◆ INPUT RECORDS:
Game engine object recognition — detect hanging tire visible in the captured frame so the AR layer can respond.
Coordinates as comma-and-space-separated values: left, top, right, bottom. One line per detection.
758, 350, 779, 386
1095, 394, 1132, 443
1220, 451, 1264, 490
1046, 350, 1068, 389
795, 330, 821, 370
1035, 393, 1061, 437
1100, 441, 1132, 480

◆ WHAT YOU SHOULD DO:
Reproduce every line of the data above, request lines included, and add 9 to each bounding-box coordinate value in the answers.

◆ SOLUTION TO THE EXERCISE:
Game engine object recognition — detect hanging tire visible in the captured frame so the AR layer can respond.
Coordinates as comma-and-space-separated values: left, top, right, bottom. One line per detection.
767, 359, 788, 395
1104, 403, 1141, 452
1229, 460, 1273, 499
1055, 359, 1077, 398
804, 339, 830, 379
1044, 402, 1070, 446
1109, 450, 1141, 489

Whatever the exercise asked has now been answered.